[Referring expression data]
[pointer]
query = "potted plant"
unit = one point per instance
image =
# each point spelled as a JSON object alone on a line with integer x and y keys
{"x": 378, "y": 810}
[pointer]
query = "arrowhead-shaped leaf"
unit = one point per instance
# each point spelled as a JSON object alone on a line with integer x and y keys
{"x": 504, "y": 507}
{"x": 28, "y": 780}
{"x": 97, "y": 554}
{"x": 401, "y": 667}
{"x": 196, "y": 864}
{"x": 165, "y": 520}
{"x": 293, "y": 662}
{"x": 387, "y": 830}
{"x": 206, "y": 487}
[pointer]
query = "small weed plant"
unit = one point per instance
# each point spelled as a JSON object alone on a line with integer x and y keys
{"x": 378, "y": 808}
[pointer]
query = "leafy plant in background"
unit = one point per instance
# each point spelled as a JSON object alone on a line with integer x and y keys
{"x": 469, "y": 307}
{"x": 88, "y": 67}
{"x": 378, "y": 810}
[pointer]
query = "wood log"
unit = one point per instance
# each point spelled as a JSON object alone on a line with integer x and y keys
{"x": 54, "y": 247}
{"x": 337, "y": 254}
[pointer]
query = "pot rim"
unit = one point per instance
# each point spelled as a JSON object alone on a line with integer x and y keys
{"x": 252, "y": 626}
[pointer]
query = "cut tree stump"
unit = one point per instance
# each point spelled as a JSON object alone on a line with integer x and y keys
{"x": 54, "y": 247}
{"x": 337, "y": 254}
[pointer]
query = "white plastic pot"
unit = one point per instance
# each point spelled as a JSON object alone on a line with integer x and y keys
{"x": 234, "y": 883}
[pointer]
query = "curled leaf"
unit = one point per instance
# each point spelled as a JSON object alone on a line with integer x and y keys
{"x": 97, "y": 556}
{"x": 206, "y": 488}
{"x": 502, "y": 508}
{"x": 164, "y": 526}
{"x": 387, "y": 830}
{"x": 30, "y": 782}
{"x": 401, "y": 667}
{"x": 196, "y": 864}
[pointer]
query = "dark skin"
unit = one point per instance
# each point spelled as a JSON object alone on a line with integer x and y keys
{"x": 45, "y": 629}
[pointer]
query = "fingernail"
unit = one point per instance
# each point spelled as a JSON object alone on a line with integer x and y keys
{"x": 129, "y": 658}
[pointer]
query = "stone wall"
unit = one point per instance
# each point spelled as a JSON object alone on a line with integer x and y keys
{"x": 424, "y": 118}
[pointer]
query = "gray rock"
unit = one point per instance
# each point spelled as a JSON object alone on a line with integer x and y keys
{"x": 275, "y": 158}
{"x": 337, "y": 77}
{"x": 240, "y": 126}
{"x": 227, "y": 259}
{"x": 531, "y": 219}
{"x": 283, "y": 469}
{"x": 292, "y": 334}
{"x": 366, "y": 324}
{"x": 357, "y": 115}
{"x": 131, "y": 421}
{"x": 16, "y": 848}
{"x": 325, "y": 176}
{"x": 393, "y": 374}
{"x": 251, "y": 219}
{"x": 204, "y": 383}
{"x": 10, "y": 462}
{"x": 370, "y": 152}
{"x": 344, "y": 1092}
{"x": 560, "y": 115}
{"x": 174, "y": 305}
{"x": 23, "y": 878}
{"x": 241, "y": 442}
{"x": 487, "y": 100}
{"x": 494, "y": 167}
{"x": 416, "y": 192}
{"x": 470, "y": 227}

▸ TRY IT
Please report how many lines of the entries above contain the string "plant". Reply with only the number.

▸ RESULT FOR THIS TASK
3